▶ _EXERCISE AIM_:
Please print each record that follows precisely as it appears.

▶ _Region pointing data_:
= = =

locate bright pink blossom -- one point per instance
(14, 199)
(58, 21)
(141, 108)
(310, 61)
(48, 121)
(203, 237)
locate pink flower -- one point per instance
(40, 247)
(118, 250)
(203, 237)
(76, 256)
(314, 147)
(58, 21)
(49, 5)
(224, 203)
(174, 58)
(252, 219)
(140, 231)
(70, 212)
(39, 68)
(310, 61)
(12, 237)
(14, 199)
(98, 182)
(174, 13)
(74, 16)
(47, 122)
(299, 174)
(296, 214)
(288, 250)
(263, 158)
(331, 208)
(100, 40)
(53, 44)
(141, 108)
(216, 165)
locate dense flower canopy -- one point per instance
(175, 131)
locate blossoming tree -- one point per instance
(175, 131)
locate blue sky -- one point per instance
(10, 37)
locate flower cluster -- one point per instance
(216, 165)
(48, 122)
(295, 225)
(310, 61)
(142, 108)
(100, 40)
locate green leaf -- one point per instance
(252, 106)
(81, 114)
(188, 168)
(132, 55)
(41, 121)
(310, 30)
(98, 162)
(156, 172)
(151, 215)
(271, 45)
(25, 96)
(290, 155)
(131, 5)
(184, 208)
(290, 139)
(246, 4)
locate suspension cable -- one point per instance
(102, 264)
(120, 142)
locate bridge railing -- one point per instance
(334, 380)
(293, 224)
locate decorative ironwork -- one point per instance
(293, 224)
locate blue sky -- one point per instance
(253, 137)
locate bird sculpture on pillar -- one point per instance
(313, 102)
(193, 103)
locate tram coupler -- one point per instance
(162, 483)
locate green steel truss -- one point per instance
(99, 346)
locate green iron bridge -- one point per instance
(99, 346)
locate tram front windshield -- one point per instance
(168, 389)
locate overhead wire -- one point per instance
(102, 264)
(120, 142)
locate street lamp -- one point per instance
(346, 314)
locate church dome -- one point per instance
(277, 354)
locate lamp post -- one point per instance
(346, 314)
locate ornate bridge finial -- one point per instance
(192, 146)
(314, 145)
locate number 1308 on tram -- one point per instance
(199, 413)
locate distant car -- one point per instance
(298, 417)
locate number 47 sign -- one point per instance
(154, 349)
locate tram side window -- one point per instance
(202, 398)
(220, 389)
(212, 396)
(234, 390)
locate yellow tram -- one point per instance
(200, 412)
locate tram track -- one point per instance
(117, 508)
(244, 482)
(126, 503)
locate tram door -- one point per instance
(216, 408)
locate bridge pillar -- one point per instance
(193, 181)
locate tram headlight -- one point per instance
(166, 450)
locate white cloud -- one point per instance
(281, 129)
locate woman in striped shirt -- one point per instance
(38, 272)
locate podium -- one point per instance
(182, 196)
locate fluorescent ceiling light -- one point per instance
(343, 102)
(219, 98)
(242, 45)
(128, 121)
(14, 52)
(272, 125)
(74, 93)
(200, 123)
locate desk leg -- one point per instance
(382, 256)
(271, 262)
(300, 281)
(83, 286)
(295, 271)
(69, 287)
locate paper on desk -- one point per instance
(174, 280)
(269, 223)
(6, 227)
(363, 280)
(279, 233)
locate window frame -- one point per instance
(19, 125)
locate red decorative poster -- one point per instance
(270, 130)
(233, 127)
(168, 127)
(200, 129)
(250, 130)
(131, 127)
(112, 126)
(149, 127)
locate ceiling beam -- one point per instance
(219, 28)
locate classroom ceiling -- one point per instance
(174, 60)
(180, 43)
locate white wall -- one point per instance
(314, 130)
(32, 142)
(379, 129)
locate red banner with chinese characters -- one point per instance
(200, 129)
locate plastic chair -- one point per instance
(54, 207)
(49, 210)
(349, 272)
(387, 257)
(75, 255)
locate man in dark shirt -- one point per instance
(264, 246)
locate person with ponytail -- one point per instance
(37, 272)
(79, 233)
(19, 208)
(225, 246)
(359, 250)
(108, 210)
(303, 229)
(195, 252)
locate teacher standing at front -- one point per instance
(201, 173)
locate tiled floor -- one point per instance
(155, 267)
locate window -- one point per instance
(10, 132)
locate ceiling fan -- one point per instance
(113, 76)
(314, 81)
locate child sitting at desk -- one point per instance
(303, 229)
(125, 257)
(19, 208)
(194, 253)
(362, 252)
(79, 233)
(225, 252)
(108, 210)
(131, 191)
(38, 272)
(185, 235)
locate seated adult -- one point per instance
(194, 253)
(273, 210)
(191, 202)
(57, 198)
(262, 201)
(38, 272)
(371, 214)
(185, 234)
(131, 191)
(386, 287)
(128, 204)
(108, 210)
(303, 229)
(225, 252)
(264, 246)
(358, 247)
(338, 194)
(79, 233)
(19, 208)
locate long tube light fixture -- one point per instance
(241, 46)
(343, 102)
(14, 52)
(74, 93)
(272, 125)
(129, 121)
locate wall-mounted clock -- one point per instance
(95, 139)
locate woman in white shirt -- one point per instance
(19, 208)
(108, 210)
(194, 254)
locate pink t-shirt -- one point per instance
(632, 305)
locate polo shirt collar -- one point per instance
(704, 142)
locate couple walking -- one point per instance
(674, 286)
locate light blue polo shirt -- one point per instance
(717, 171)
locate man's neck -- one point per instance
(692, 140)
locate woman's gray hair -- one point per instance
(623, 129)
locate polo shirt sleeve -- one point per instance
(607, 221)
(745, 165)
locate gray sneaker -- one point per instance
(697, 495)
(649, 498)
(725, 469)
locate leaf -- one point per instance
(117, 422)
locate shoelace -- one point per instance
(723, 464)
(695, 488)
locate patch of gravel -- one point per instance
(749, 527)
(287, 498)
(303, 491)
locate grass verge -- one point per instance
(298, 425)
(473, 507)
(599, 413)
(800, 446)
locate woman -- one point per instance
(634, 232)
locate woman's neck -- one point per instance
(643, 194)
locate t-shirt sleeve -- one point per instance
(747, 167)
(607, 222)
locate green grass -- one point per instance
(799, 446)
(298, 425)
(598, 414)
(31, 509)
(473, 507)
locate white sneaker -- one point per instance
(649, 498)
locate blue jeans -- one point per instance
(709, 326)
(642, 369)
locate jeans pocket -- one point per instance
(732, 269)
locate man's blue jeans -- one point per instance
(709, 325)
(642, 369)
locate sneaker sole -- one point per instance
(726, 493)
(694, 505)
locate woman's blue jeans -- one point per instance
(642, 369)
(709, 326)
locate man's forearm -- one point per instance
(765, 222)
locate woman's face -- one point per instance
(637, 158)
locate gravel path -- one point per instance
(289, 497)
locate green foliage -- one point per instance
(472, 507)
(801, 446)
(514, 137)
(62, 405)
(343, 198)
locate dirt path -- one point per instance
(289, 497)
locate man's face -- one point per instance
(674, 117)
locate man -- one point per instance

= = =

▶ _ANSWER BOX_:
locate bright pink blossom -- one point per instance
(14, 199)
(58, 21)
(141, 108)
(310, 61)
(48, 121)
(203, 237)
locate pink flower -- one point per instance
(40, 247)
(118, 250)
(203, 237)
(76, 256)
(314, 147)
(58, 21)
(49, 5)
(224, 203)
(174, 58)
(252, 219)
(140, 231)
(70, 212)
(39, 68)
(310, 61)
(12, 237)
(14, 199)
(98, 182)
(174, 13)
(74, 16)
(47, 122)
(299, 174)
(296, 214)
(288, 250)
(263, 158)
(331, 208)
(100, 40)
(53, 44)
(141, 108)
(216, 165)
locate dense flower canopy -- one point per instance
(175, 131)
locate blossoming tree -- one point per instance
(175, 131)
locate blue sky -- one point per instance
(10, 37)
locate flower cluster -- one point per instance
(216, 165)
(48, 122)
(295, 225)
(310, 61)
(142, 108)
(100, 40)
locate green leaf -- one point per instance
(252, 106)
(81, 114)
(188, 168)
(132, 55)
(41, 121)
(310, 30)
(98, 162)
(156, 172)
(151, 215)
(271, 45)
(25, 96)
(290, 155)
(131, 5)
(184, 208)
(290, 139)
(246, 4)
locate suspension cable -- one point per instance
(102, 264)
(120, 142)
locate bridge railing -- one point per instance
(334, 380)
(293, 224)
locate decorative ironwork -- one point per instance
(293, 224)
locate blue sky -- one point per instance
(253, 137)
locate bird sculpture on pillar -- one point per instance
(313, 102)
(193, 103)
locate tram coupler -- one point per instance
(162, 483)
locate green steel truss -- one point per instance
(99, 346)
locate green iron bridge -- one point per instance
(99, 346)
locate tram front windshield -- one point per instance
(168, 389)
locate overhead wire -- one point per instance
(102, 264)
(120, 142)
locate street lamp -- one point per instance
(346, 314)
locate church dome -- one point per instance
(277, 354)
locate lamp post -- one point per instance
(346, 314)
locate ornate bridge finial -- one point per instance
(192, 146)
(314, 145)
locate number 1308 on tram -- one point per instance
(199, 413)
locate distant car -- one point per instance
(298, 417)
locate number 47 sign -- one point per instance
(154, 349)
locate tram side window -- one point per instance
(202, 398)
(220, 389)
(212, 396)
(234, 390)
locate yellow tram -- one point per instance
(200, 412)
locate tram track -- one point per instance
(117, 508)
(244, 482)
(126, 503)
locate tram door -- one point per instance
(216, 408)
locate bridge pillar -- one point per instance
(193, 181)
locate tram headlight -- one point per instance
(166, 450)
locate white cloud -- one point per instance
(281, 129)
locate woman in striped shirt -- one point per instance
(38, 272)
locate podium -- one point per instance
(182, 196)
locate fluorescent ceiling light -- one point per instance
(343, 102)
(219, 98)
(242, 45)
(128, 121)
(14, 52)
(272, 125)
(74, 93)
(200, 123)
locate desk leg -- one point per instance
(382, 256)
(271, 262)
(300, 281)
(83, 286)
(295, 271)
(69, 287)
locate paper on desk -- one point per instance
(174, 280)
(269, 223)
(6, 227)
(363, 280)
(279, 233)
locate window frame -- one point per instance
(19, 125)
locate red decorative poster -- one point per instance
(270, 130)
(233, 127)
(168, 127)
(200, 129)
(250, 130)
(131, 127)
(112, 126)
(149, 127)
locate ceiling beam -- one point per instance
(219, 28)
locate classroom ceiling -- one point per instance
(174, 60)
(180, 43)
locate white wall -- one point per instance
(314, 130)
(32, 142)
(379, 129)
locate red banner with chinese characters -- one point per instance
(200, 129)
locate plastic chair -- one point per instance
(54, 207)
(49, 210)
(349, 272)
(387, 257)
(75, 255)
locate man in dark shirt -- one point per instance
(264, 246)
locate person with ponytail -- one point per instance
(37, 272)
(79, 233)
(19, 208)
(225, 246)
(359, 250)
(108, 210)
(303, 229)
(195, 252)
locate teacher standing at front -- one point per instance
(201, 173)
locate tiled floor -- one point per instance
(155, 267)
locate window -- one point per instance
(10, 132)
locate ceiling fan -- one point per instance
(113, 76)
(314, 81)
locate child sitting at desk -- one point per instance
(303, 229)
(125, 257)
(19, 208)
(194, 253)
(362, 252)
(79, 233)
(225, 252)
(108, 210)
(131, 191)
(38, 272)
(185, 235)
locate seated adult -- one point per instance
(194, 253)
(273, 210)
(191, 202)
(57, 198)
(262, 201)
(38, 272)
(371, 214)
(185, 234)
(131, 191)
(386, 287)
(128, 204)
(108, 210)
(303, 229)
(225, 252)
(264, 246)
(358, 247)
(338, 194)
(79, 233)
(19, 208)
locate long tube light fixture -- one point per instance
(241, 46)
(343, 102)
(14, 52)
(74, 93)
(272, 125)
(129, 121)
locate wall-mounted clock -- one point per instance
(95, 139)
locate woman in white shirt -- one point per instance
(19, 208)
(108, 210)
(194, 254)
locate pink t-shirt -- one point per instance
(632, 305)
locate polo shirt collar -- one point per instance
(704, 142)
locate couple walking -- one point per instance
(674, 286)
locate light blue polo shirt -- one point per instance
(717, 171)
locate man's neck -- one point per instance
(692, 140)
locate woman's gray hair -- one point per instance
(623, 129)
locate polo shirt sleeve -- one point per instance
(607, 221)
(745, 165)
locate gray sneaker -- one point per instance
(697, 495)
(649, 498)
(725, 469)
locate leaf -- one point per instance
(117, 422)
locate shoelace -- one point per instance
(723, 464)
(695, 488)
locate patch of gravel -- one point per instance
(749, 527)
(287, 498)
(303, 491)
locate grass verge -- one point per instance
(298, 425)
(473, 507)
(599, 413)
(800, 446)
locate woman -- one point per instance
(634, 232)
locate woman's neck -- one point per instance
(643, 194)
locate t-shirt sleeve -- one point per instance
(747, 167)
(607, 222)
locate green grass -- one point per instance
(799, 446)
(298, 425)
(598, 414)
(31, 509)
(473, 507)
locate white sneaker -- one point per instance
(649, 498)
locate blue jeans -- one point per instance
(709, 326)
(642, 369)
locate jeans pocket -- one point per instance
(732, 269)
locate man's blue jeans -- one point per instance
(709, 325)
(642, 369)
locate sneaker sole -- one point per instance
(726, 493)
(694, 505)
locate woman's blue jeans -- one point per instance
(642, 369)
(709, 326)
locate man's forearm -- one point per instance
(765, 222)
locate woman's face -- one point per instance
(637, 158)
locate gravel path -- one point per instance
(289, 497)
locate green foliage -- one point per instance
(472, 507)
(801, 446)
(514, 137)
(62, 405)
(343, 198)
locate dirt path -- one point per instance
(289, 497)
locate man's face -- one point per instance
(674, 117)
locate man -- one point per instance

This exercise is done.